*Given entries*
________________________
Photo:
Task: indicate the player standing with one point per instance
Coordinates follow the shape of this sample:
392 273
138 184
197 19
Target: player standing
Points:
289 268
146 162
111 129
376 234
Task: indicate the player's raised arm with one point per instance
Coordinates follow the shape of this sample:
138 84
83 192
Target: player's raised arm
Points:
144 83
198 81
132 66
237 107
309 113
________________________
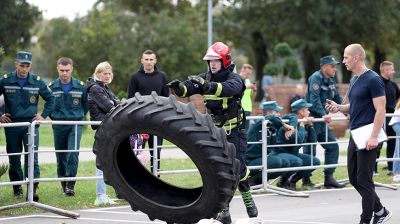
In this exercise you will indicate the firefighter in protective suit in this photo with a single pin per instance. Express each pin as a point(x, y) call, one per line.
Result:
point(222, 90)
________________________
*Exercise prompt*
Pick out every line in the records above that contains the word "with", and copy each of those lines in full.

*Task response*
Task: indicate the player standing with one point per instance
Task: indicate the player's raised arm with one point per instance
In this exercise you will indicate the firefighter in protective suit in this photo with a single pin per instance. Express each pin as a point(x, y) call, one per line.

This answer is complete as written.